## WHAT THIS TASK INVOLVES
Copy the records below line for line, leaving out the pictures.

## STORED RECORDS
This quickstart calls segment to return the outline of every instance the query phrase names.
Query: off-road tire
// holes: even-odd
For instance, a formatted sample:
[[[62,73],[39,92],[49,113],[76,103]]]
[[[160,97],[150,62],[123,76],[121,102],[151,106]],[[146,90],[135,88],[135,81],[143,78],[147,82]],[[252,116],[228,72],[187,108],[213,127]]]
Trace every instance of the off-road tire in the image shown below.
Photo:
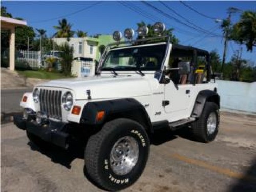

## REPLY TO THE EXERCISE
This quickstart calls segment to return the outline of every instance the query phrase names.
Query: off-road tire
// holes: even-odd
For instance, a formatted sample:
[[[62,73],[39,92],[49,113],[76,103]]]
[[[160,97],[150,62],[123,76],[121,102],[151,106]],[[146,90],[135,88],[135,81],[143,78],[147,82]],[[252,116],[228,72],[187,108],[213,127]]]
Trace every instance of the off-road tire in the image shown below.
Photo:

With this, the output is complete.